- [TASK 1]: In the news article on the cocaine vaccine, shorten the paragraph beginning "The immune system is unable to recognize" into a two-point list that keeps its main facts.
- [TASK 2]: Retype a passage from the news article on the cocaine vaccine word for word, starting at "Researchers working on" and ending at "inactivated cholera proteins.".

Thursday, January 3, 2008

Researchers working on vaccine to cure cocaine addiction

Two US researchers are working on a cocaine vaccine that they hope will help cure cocaine addiction.

The scientists, from Baylor College of Medicine in Houston are hoping the vaccine will become the first-ever medication to treat people hooked on the drug.

The vaccine, which is currently in clinical trials, works by stimulating the immune system to attack the real thing when it's taken - before it reaches your brain and makes you crave it.

The immune system is unable to recognize cocaine and other drug molecules because they are so small and can't make antibodies attack them. To help the immune system distinguish the drug, inactivated cocaine is attached to inactivated cholera proteins.

The immune system then makes antibodies to the combination, which is harmless and recognizes the cocaine when it's ingested. Those antibodies then bind to the cocaine and stop it from reaching the brain, where it would normally generate the addictive 'high.'

The two researchers responsible for the finding are Dr. Tom Kosten, a psychiatry professor, and his wife Therese, a psychologist and neuroscientist.

Kosten said of his research: "For people who have a desire to stop using, the vaccine should be very useful. At some point, most users will give in to temptation and relapse, but for those for whom the vaccine is effective won't get high and will lost interest."

Baylor neuroscientist David Eagleman has praised the idea.

He said: "It's a very clever idea. Scientists have spent the last few decades figuring out reward pathways in the brain and how drugs like cocaine hijack the system. It turns out those pathways are difficult to rewire once they've seen the drug. But the vaccine just circumvents all that."

- [INFORMATION SUPPLIED]:

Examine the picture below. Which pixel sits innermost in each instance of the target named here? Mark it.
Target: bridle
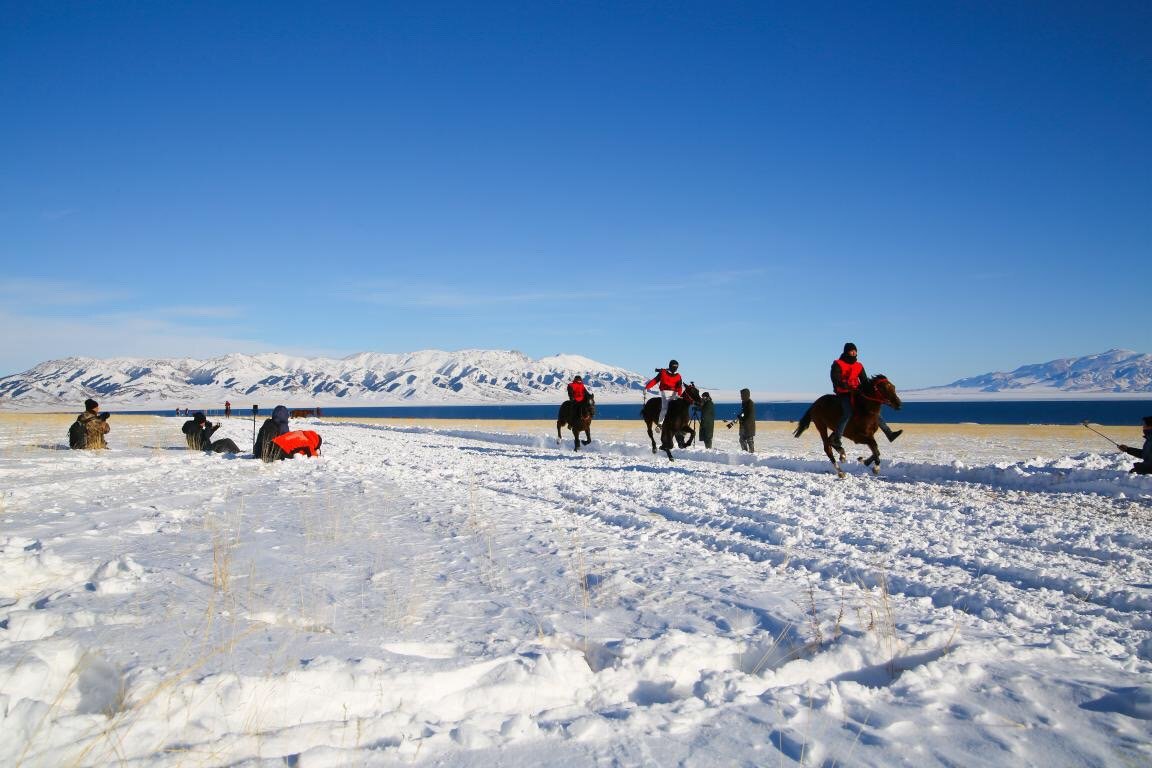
(884, 400)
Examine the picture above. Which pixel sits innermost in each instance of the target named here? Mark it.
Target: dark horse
(676, 421)
(861, 428)
(578, 419)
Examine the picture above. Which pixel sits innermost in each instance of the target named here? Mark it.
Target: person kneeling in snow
(274, 426)
(1144, 466)
(198, 435)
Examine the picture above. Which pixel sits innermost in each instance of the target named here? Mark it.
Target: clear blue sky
(956, 187)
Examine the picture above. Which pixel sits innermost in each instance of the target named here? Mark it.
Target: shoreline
(606, 426)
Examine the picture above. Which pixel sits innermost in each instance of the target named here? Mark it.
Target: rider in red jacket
(671, 385)
(580, 395)
(847, 377)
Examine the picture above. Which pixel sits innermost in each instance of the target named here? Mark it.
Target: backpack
(77, 435)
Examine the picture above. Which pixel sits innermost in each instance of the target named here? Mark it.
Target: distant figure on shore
(198, 433)
(707, 419)
(1143, 466)
(89, 428)
(747, 420)
(274, 426)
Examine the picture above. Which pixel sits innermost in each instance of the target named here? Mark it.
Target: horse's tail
(804, 420)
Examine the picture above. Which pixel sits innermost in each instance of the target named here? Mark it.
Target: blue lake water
(1118, 412)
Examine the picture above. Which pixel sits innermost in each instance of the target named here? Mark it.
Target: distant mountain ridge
(1115, 371)
(431, 375)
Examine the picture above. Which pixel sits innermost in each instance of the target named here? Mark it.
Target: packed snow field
(476, 594)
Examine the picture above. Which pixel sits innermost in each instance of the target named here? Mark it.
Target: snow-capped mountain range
(469, 375)
(1113, 372)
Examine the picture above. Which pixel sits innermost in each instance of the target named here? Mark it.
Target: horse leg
(826, 439)
(872, 461)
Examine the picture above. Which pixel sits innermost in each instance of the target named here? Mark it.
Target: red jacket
(303, 441)
(667, 381)
(846, 377)
(577, 392)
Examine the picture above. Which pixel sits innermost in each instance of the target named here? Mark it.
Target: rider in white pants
(671, 387)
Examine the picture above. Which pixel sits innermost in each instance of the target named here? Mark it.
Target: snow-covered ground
(474, 595)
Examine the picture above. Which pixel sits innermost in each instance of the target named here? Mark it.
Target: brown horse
(578, 419)
(676, 421)
(825, 412)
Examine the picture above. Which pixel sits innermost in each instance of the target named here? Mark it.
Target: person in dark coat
(198, 433)
(747, 420)
(707, 419)
(93, 425)
(1143, 466)
(274, 426)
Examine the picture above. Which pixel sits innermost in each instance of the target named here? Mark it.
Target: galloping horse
(861, 428)
(676, 421)
(577, 419)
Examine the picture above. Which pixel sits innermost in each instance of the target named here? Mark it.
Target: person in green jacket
(707, 419)
(747, 420)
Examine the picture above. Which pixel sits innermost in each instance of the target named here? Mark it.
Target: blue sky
(955, 187)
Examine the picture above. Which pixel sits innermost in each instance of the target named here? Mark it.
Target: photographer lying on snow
(275, 441)
(198, 434)
(1143, 466)
(89, 428)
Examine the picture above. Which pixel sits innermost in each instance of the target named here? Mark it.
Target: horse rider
(581, 396)
(847, 377)
(671, 386)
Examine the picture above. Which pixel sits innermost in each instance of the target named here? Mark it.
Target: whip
(1101, 434)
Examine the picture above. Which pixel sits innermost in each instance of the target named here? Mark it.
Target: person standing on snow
(1143, 466)
(707, 419)
(671, 386)
(847, 377)
(747, 420)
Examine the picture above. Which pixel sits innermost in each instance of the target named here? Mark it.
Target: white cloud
(35, 340)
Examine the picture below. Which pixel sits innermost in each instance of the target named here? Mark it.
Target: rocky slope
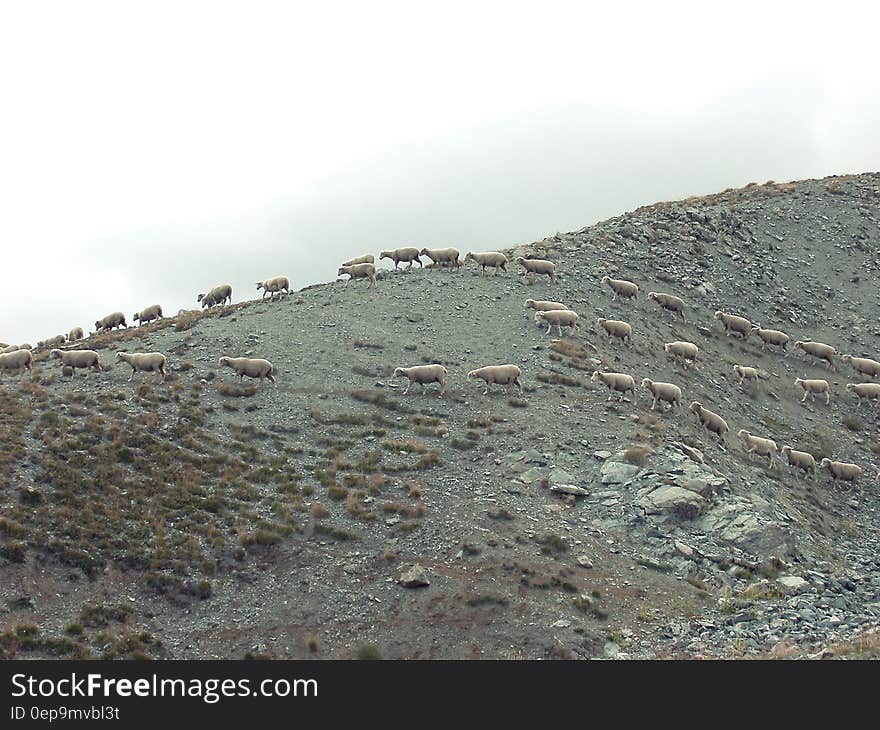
(197, 518)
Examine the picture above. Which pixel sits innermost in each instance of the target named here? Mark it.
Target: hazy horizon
(150, 156)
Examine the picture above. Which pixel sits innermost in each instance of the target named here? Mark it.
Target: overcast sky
(149, 151)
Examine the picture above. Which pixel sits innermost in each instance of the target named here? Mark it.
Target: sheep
(842, 470)
(78, 359)
(800, 459)
(253, 367)
(621, 288)
(218, 295)
(866, 391)
(367, 258)
(816, 351)
(276, 284)
(710, 420)
(20, 360)
(668, 302)
(559, 318)
(146, 362)
(863, 365)
(811, 387)
(687, 351)
(544, 306)
(668, 392)
(117, 319)
(734, 323)
(500, 374)
(359, 271)
(616, 328)
(442, 256)
(491, 258)
(149, 314)
(409, 254)
(616, 383)
(758, 445)
(771, 337)
(536, 266)
(423, 374)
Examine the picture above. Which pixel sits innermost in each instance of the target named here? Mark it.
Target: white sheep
(253, 367)
(616, 328)
(423, 375)
(279, 284)
(558, 318)
(710, 420)
(531, 267)
(863, 365)
(669, 302)
(734, 323)
(116, 319)
(441, 256)
(687, 351)
(490, 258)
(759, 446)
(816, 351)
(78, 359)
(500, 374)
(865, 391)
(666, 392)
(616, 383)
(359, 271)
(20, 360)
(800, 459)
(621, 288)
(771, 337)
(811, 387)
(149, 314)
(145, 362)
(220, 294)
(842, 470)
(397, 255)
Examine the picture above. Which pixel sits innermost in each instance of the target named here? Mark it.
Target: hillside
(197, 518)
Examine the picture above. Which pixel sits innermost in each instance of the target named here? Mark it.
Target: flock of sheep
(553, 314)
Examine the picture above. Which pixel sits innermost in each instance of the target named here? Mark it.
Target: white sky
(149, 151)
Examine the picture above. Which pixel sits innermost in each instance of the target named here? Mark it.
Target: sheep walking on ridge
(19, 360)
(800, 460)
(532, 267)
(148, 315)
(865, 391)
(442, 256)
(817, 351)
(811, 387)
(490, 258)
(409, 254)
(759, 446)
(710, 420)
(616, 383)
(668, 302)
(219, 295)
(734, 323)
(558, 318)
(82, 359)
(621, 287)
(145, 362)
(500, 374)
(279, 284)
(423, 375)
(663, 392)
(863, 365)
(252, 367)
(117, 319)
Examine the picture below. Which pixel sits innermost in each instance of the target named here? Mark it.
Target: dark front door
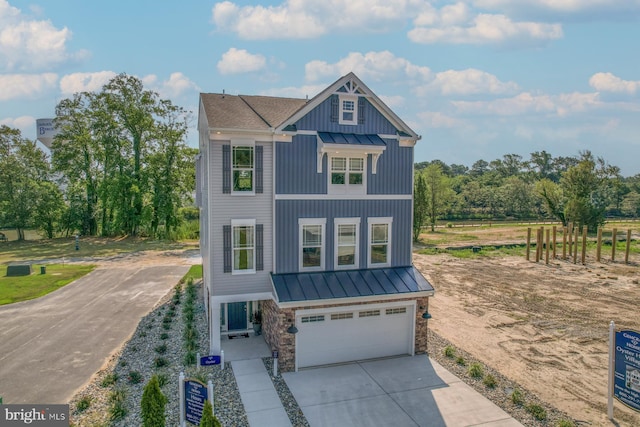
(237, 315)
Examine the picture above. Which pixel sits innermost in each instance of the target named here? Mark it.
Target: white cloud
(436, 119)
(480, 29)
(29, 44)
(85, 82)
(14, 86)
(607, 82)
(312, 18)
(470, 81)
(375, 66)
(527, 103)
(236, 61)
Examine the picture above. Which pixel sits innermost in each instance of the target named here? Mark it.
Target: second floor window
(242, 168)
(243, 248)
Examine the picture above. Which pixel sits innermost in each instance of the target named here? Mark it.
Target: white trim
(379, 220)
(343, 197)
(346, 221)
(342, 98)
(243, 223)
(352, 300)
(322, 222)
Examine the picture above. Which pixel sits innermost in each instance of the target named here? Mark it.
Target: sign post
(624, 382)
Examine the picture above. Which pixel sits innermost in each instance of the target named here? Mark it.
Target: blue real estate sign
(626, 387)
(195, 394)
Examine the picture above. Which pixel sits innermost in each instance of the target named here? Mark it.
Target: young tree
(152, 404)
(419, 205)
(439, 193)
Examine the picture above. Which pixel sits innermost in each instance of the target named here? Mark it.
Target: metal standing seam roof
(351, 139)
(326, 285)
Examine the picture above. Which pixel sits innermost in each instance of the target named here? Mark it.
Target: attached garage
(343, 334)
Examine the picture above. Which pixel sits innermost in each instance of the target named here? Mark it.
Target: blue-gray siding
(287, 229)
(296, 168)
(319, 119)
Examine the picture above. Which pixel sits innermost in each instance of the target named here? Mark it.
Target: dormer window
(348, 110)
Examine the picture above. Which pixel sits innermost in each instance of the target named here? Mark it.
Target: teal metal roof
(325, 285)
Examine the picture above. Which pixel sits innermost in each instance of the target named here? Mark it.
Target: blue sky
(476, 78)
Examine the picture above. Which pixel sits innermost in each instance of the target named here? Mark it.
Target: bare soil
(543, 326)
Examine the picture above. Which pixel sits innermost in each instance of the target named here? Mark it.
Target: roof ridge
(254, 110)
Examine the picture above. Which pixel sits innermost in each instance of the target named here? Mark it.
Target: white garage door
(353, 333)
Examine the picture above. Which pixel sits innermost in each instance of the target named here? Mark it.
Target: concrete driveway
(403, 391)
(51, 346)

- [ANSWER 1]:
- Cocaine and other drug molecules are too small for the immune system to recognize, so antibodies can't be made to attack them.
- To help the immune system pick out the drug, inactivated cocaine is attached to inactivated cholera proteins.

- [ANSWER 2]:
Researchers working on vaccine to cure cocaine addiction

Two US researchers are working on a cocaine vaccine that they hope will help cure cocaine addiction.

The scientists, from Baylor College of Medicine in Houston are hoping the vaccine will become the first-ever medication to treat people hooked on the drug.

The vaccine, which is currently in clinical trials, works by stimulating the immune system to attack the real thing when it's taken - before it reaches your brain and makes you crave it.

The immune system is unable to recognize cocaine and other drug molecules because they are so small and can't make antibodies attack them. To help the immune system distinguish the drug, inactivated cocaine is attached to inactivated cholera proteins.